▸ Exercise
Continue the passage on Mumbai's COVID-19 quarantine centers and hospital bed shortage, starting after its last sentence.

▸ Supplied passage
Content starts
Early last month, the NSCI was the city's first sports facility to be turned into a quarantine centre for asymptomatic contacts of COVID-19 patients. Yet, with an increase in testing capacity, the number of cases are rising in the city and the state, the state government is requesting hospitals, institutions, and buildings under the management of the railways, Mumbai Port Trust, Indian Army, Navy and other Central government undertakings to make their facilities available across Maharashtra.
"This is to make sure there is the availability of ICU beds and isolation centres as a part of preparedness," tweeted CMO Maharashtra on May 6.
Yet, it is true that even after it was reported that some patients fro Tata Memorial Hospital and KEM hospital had to share space under a flyover, for the lack of beds inside hospitals, there remains a lack of a centralised database on the availability of beds for coronavirus patients in the city.
Content ends
▸ Supplied information
Content starts
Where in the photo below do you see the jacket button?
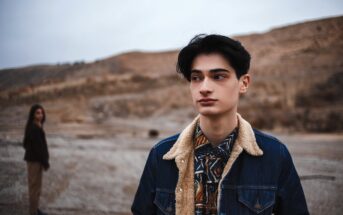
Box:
[254,202,262,209]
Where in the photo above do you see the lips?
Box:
[198,98,218,106]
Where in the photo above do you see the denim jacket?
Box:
[131,114,309,215]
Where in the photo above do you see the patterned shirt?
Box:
[193,123,238,215]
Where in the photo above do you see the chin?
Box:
[198,107,221,117]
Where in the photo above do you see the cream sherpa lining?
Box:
[163,114,263,215]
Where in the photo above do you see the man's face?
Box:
[190,53,250,116]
Content ends
▸ Task result
As of on May 6, in dedicated COVID-19 hospitals such as Nanavati, Saifee and HBT Trauma and in COVID Health Centres, such as KEM Hospital, Seven Hills hospital, Nair hospital, Kasturba Hospital, HBT Trauma Care in Jogeshwari, Bhabha Hospital and BPT Hospital in Wadala, on an average three ICU beds are available, while the rest are occupied. Additionally, as per BMC orders, all private hospitals need to reserve 20 per cent of their beds for poor patients who have tested positive for the novel coronavirus and that the BMC will bear the cost of the treatment as per the rates set by the state government.
According to reports, additional municipal commissioner (health) Suresh Kakani said that this was done because the beds in public hospitals were filling up fast and then as the option remains to go to the private hospitals, the latter must not overcharge poor patients. "Considering that it takes at least two weeks of occupancy of an ICU bed by a COVID patient, the need for more beds is acute. But it is not just a shortage of beds. Healthcare personnel too, the city will need desperately for all the new patients who will come in and for all those new facilities that will be set up. Also, what about the additional beds and other facilities required for the treatment of non-COVID patients who are finding themselves neglected anyway,” asks Dr Anant Bhan, a researcher on global health and policy.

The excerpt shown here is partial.